### WHAT THE EXERCISE ASKS
All of the entries must be reproduced exactly, with no images carried over.

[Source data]
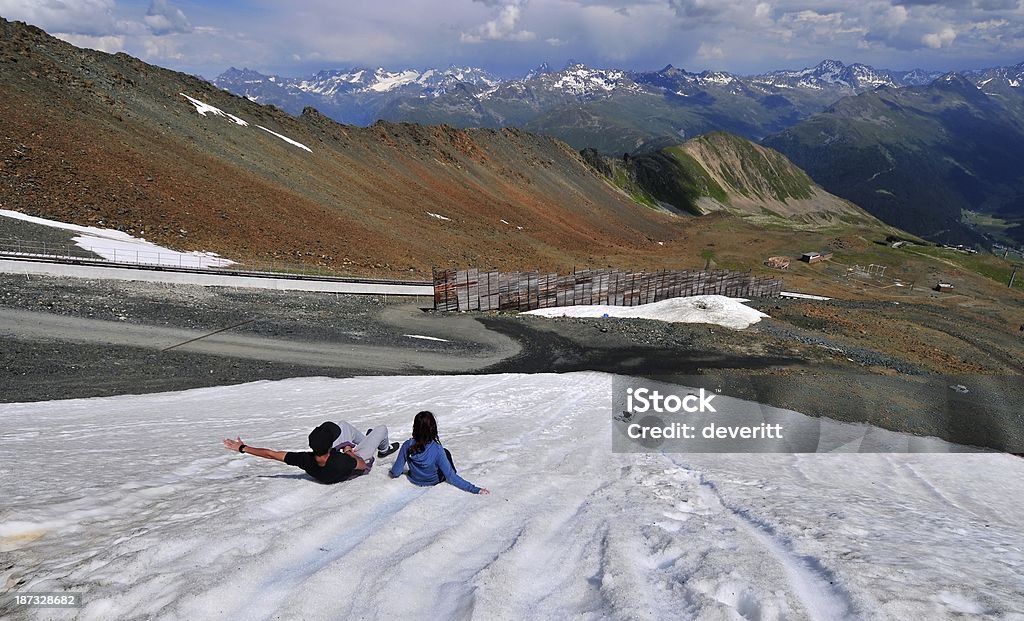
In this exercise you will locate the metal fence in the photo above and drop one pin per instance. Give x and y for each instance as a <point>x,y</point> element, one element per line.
<point>166,259</point>
<point>475,290</point>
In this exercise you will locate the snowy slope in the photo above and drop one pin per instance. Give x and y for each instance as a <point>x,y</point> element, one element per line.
<point>134,501</point>
<point>725,312</point>
<point>119,246</point>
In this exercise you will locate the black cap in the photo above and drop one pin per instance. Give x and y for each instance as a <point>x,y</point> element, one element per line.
<point>323,438</point>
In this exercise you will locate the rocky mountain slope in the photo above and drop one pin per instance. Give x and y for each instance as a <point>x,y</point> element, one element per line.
<point>94,138</point>
<point>724,172</point>
<point>916,157</point>
<point>614,111</point>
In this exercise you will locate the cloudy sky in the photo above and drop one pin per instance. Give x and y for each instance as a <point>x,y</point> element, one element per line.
<point>509,37</point>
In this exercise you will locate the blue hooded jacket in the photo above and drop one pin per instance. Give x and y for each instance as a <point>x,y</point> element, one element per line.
<point>426,467</point>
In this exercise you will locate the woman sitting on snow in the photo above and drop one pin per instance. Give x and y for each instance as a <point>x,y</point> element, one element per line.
<point>429,462</point>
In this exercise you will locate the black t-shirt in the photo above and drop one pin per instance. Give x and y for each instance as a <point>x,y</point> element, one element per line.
<point>339,466</point>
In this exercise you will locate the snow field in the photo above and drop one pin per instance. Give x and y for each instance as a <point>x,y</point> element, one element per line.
<point>726,312</point>
<point>119,246</point>
<point>134,501</point>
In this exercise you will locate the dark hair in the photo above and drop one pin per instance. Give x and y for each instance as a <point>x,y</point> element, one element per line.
<point>424,431</point>
<point>323,438</point>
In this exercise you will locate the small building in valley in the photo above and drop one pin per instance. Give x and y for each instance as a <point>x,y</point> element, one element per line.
<point>813,257</point>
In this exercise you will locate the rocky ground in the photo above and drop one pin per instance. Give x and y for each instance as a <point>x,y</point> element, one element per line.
<point>908,368</point>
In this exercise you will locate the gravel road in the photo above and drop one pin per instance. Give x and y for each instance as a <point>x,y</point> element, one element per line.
<point>67,338</point>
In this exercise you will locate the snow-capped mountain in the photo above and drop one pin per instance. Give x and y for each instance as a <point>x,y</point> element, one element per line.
<point>333,83</point>
<point>999,80</point>
<point>610,109</point>
<point>829,75</point>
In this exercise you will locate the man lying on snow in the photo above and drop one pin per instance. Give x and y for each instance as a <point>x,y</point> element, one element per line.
<point>339,451</point>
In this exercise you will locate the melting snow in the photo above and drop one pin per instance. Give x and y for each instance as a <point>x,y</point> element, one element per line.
<point>285,138</point>
<point>443,340</point>
<point>147,513</point>
<point>387,81</point>
<point>204,109</point>
<point>121,247</point>
<point>726,312</point>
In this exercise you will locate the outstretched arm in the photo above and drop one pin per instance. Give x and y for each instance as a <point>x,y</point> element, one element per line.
<point>359,464</point>
<point>237,444</point>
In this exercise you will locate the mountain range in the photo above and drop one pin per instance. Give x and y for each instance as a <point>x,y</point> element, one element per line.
<point>914,148</point>
<point>920,157</point>
<point>614,111</point>
<point>105,139</point>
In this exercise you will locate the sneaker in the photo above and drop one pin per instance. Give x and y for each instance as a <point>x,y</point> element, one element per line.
<point>388,451</point>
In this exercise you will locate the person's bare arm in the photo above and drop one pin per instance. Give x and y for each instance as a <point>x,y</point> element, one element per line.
<point>235,445</point>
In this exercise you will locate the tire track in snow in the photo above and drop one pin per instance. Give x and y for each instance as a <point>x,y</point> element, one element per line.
<point>813,583</point>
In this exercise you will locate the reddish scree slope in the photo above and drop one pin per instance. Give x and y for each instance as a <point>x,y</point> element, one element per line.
<point>94,138</point>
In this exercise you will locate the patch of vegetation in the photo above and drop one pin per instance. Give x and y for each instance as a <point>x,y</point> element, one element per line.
<point>989,265</point>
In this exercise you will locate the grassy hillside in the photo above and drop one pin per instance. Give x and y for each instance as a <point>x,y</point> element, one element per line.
<point>918,158</point>
<point>94,138</point>
<point>724,172</point>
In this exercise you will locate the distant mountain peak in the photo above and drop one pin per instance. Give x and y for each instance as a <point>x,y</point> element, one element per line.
<point>539,71</point>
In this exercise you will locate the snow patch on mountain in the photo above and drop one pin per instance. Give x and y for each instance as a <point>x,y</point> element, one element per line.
<point>121,247</point>
<point>204,109</point>
<point>286,138</point>
<point>150,515</point>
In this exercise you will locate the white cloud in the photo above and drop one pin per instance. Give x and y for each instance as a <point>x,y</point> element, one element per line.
<point>710,51</point>
<point>163,18</point>
<point>503,28</point>
<point>77,16</point>
<point>941,39</point>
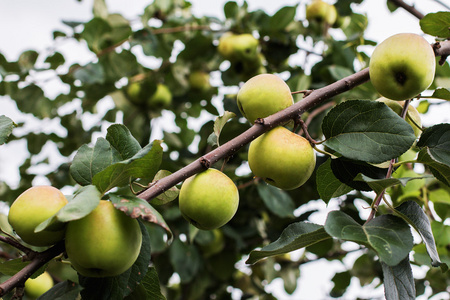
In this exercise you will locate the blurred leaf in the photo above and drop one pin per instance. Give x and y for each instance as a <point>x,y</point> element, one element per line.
<point>65,290</point>
<point>346,171</point>
<point>437,141</point>
<point>169,195</point>
<point>436,24</point>
<point>367,131</point>
<point>118,287</point>
<point>143,164</point>
<point>388,235</point>
<point>328,185</point>
<point>89,161</point>
<point>276,200</point>
<point>441,93</point>
<point>398,281</point>
<point>295,236</point>
<point>411,212</point>
<point>152,285</point>
<point>282,18</point>
<point>185,260</point>
<point>6,127</point>
<point>138,208</point>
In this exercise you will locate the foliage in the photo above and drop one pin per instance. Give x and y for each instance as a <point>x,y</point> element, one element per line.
<point>118,157</point>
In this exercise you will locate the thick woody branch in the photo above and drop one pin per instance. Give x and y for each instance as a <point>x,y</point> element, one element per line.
<point>262,125</point>
<point>39,260</point>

### RESULT BELOW
In this exercise you will locate the metal fence in the photo above and drop one pin per instance. Give x and y for each instance as a <point>x,y</point> element, one element per line.
<point>166,259</point>
<point>475,290</point>
In this exercise you will locate the snowy slope in the photo above and drop one pin per instance. Give x and y for each instance as a <point>x,y</point> element, one element per line.
<point>134,501</point>
<point>725,312</point>
<point>119,246</point>
In this exercise you will locate the black cap in the photo above and drop one pin per instance. Give x and y for each instance as a <point>x,y</point> element, one element per line.
<point>323,438</point>
In this exercise you will locate the rocky mountain slope in the photo above and drop one pin per instance. Give x and y for each instance as a <point>x,y</point> element, one element per line.
<point>94,138</point>
<point>724,172</point>
<point>916,157</point>
<point>614,111</point>
In this exercise you will locate the cloudy sky in the photo above and drop one pin per instance. Give x and y for each instance as a <point>x,y</point> element, one element per line.
<point>509,37</point>
In this exercise you will locate the blue hooded jacket in the photo above and drop one pin per instance. Give x and y for each instance as a <point>x,y</point> element, one element per line.
<point>426,467</point>
In this exercise you will locate the woman sitting on snow in the photo above and drop one pin per instance. Give x and y for each instance as a <point>x,y</point> element, one element per line.
<point>429,462</point>
In this exercise you will locate the black t-shirt in the photo above and drop one pin per instance. Give x and y for each instance as a <point>x,y</point> element, one element per line.
<point>339,466</point>
In this exercise you will locate the snow field in the photo above and drop one pin per instance. Give x and y for each instance as a <point>x,y</point> element, one element per line.
<point>726,312</point>
<point>119,246</point>
<point>134,501</point>
In this exercise you will locate the dark hair in the photo above and drop one pin per instance. Give x and y for each instance as a <point>x,y</point> element, one element per line.
<point>424,431</point>
<point>323,438</point>
In this exercise you will locate the small building in valley in the photo above and drop one pin per instance. Give x and y for each instance as a <point>x,y</point> element, one element per line.
<point>813,257</point>
In this exercise you will locate the rocky ground in the photo above and drop one pin per instance. Give x and y for each instance as a <point>x,y</point> element, one element per line.
<point>908,368</point>
In this exercise you will locate the gravel road in the photo above and drop one pin per instance. Give x and y for each instance as a <point>x,y</point> element, one element per line.
<point>67,338</point>
In this exercise you will locate the snow-capped mountain in the photo above and drop one pin per instance. Give x and y for each instance as a <point>x,y</point> element, one element per line.
<point>333,83</point>
<point>999,80</point>
<point>610,109</point>
<point>829,75</point>
In this exercise you will locate the man lying on snow in the photo above and drop one pin per instance. Give x and y for each instance as a <point>x,y</point> element, one element per line.
<point>339,451</point>
In this exercise you will locate the melting snow in the photo above and drop one pin per instance. Give x and y for each instance as a <point>x,y</point> element, one element per line.
<point>285,138</point>
<point>443,340</point>
<point>147,513</point>
<point>387,81</point>
<point>204,109</point>
<point>121,247</point>
<point>726,312</point>
In this exercise you will locate the outstretched arm in the photo above and drop one pin per instance. Give x and y for each instance as a <point>x,y</point> element, one element per line.
<point>359,464</point>
<point>237,444</point>
In this exercise you will locate the mountain range in the photo above and drop one pin per instance. Give x and y for each instance as a <point>x,y</point> element, one element per line.
<point>914,148</point>
<point>920,157</point>
<point>614,111</point>
<point>105,139</point>
In this exercise you will locate the sneaker in the photo above and drop one pin per instance. Give x and y for each instance as a <point>x,y</point> element, one element per line.
<point>388,451</point>
In this exercise you will locate the person's bare arm in the photo above and drop one pin per instance. Give x and y for each instance as a <point>x,y</point> element, one element per line.
<point>235,445</point>
In this exercise you will locate the tire track in snow in the photo above and drop one pin per instance. Give x and y for each instance as a <point>x,y</point> element, one element per line.
<point>813,583</point>
In this exercise you will locate the reddish scree slope in the photo above and drop one pin per instance. Give x and y for each instance as a <point>x,y</point> element, one element per line.
<point>94,138</point>
In this exercise you will locate the patch of vegetation in the photo above and drop one pin per instance. Give x and y for each instance as a <point>x,y</point> element, one element per line.
<point>989,265</point>
In this exercise you will locate the grassy hillside in the photo above and drop one pin per instance. Give x and y for each instance as a <point>x,y</point> element, one element per line.
<point>918,158</point>
<point>94,138</point>
<point>724,172</point>
In this exercise you will locate the distant mountain peak in the photo above and drop one pin per instance. Give x and y for each instance as a <point>x,y</point> element, one element per line.
<point>539,71</point>
In this exercise you will locate the snow patch on mountain in the photo above and drop one pin per instance. Give x and y for each instance as a <point>x,y</point> element, one element per line.
<point>121,247</point>
<point>204,109</point>
<point>286,138</point>
<point>150,515</point>
In this exercise you will locate the white cloud in the photo above and drop one pin per instance. Give x and y for each instance as a <point>x,y</point> element, one element per line.
<point>710,51</point>
<point>163,18</point>
<point>503,28</point>
<point>77,16</point>
<point>941,39</point>
In this exercise you will locate the blurred leaf in the photo above and drop one pin per instance. Give x and y for each instance as a <point>x,y</point> element, one element per line.
<point>65,290</point>
<point>346,171</point>
<point>437,141</point>
<point>169,195</point>
<point>436,24</point>
<point>367,131</point>
<point>118,287</point>
<point>143,164</point>
<point>388,235</point>
<point>328,185</point>
<point>89,161</point>
<point>276,200</point>
<point>441,93</point>
<point>398,281</point>
<point>295,236</point>
<point>411,212</point>
<point>152,285</point>
<point>282,18</point>
<point>185,260</point>
<point>6,127</point>
<point>138,208</point>
In this exercise you will locate the foliage in the photo above and drop one pin per instance. Give x and y for each instance as a <point>x,y</point> element, one element per line.
<point>118,157</point>
In this exercise you will locate the thick woody branch in the photo above and drop one pin per instance. Give x and y for each instance as a <point>x,y</point> element, one element per line.
<point>262,125</point>
<point>39,260</point>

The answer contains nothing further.